- [INSTRUCTIONS TO FOLLOW]:
From the first line to the last, reproduce the records exactly.

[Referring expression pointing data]
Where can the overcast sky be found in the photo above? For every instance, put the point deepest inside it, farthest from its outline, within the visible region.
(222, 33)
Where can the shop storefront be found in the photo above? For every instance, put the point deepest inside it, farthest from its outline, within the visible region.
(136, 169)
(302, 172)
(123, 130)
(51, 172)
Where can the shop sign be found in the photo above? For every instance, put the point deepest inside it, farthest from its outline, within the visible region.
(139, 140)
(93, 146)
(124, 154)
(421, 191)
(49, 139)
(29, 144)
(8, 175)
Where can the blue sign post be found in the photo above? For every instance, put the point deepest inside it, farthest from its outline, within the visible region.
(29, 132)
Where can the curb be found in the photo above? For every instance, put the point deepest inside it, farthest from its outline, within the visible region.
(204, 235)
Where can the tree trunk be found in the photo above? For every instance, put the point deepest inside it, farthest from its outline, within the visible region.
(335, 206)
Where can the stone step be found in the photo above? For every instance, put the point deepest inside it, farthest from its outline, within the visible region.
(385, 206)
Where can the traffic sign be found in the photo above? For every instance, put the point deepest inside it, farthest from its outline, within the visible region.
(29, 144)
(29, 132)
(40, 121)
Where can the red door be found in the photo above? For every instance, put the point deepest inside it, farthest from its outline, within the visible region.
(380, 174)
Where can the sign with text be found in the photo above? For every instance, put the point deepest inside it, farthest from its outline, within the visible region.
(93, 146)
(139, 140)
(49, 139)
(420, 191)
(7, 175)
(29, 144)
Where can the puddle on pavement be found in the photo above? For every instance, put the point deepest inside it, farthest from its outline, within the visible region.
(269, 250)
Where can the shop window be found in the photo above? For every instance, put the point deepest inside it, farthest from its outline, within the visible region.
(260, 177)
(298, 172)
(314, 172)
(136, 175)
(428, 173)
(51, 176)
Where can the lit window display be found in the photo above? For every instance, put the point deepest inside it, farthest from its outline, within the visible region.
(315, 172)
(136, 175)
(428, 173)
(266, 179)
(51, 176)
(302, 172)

- [COMPLETED EXERCISE]:
Where can the overcast sky be found in the photo above? For every instance, put the point deepest inside it, farthest from its outline, within the visible region.
(222, 33)
Where can the shop storefront be found in the photo above? For every instance, put the point deepest inside it, farthest from its outline, within the visible region.
(136, 169)
(302, 172)
(123, 130)
(51, 172)
Where can the shop sign be found in the photo above? For every instance, put the point deepest inside it, farthest from its outline, within the visible region.
(139, 140)
(93, 146)
(124, 154)
(421, 191)
(49, 139)
(29, 144)
(8, 175)
Where can the blue sign post be found in the photo above? For every instance, put the point deepest inside it, farthest from its outline, within the visible region.
(29, 132)
Where can the curb be found in the photo above? For every instance, put the point deepest inside it, farthest from its outline, within the visible region.
(204, 235)
Where can the tree trunk be found in the photo above? For every instance, put the point deepest inside it, farthest from its outline, within the visible region.
(335, 206)
Where can the stone step be found in the photo above? For every instance, put the point deepest inside it, farthest from its outline, within the visible region.
(385, 206)
Where can the traffic sign be found in the photo above? For every instance, put the point deepest inside it, farthest from its outline, within the visible region.
(29, 144)
(29, 132)
(40, 121)
Where can the red door be found in the photo above? For every instance, put the point deepest inside it, farthest from its outline, within the visible region.
(380, 174)
Where can the sign with text be found in the photo above? For every instance, put the point deepest inside it, farthest from its outline, within the visible region.
(93, 146)
(139, 140)
(49, 139)
(420, 191)
(7, 175)
(29, 144)
Where can the puddle on pavement be found in the photo above? For every instance, put the point deepest inside it, farthest from its outline, within the visible region.
(269, 250)
Where can the shop window be found in the photo above? For every instance, put the point deepest inside it, farthest from its outline, within the visible region.
(260, 177)
(298, 172)
(314, 172)
(136, 175)
(428, 173)
(51, 176)
Where can the lit window display be found in the photo above? For every instance, put the point deepest inside it, farthest from its outline, within the visible region.
(315, 172)
(136, 175)
(428, 173)
(266, 179)
(51, 176)
(302, 172)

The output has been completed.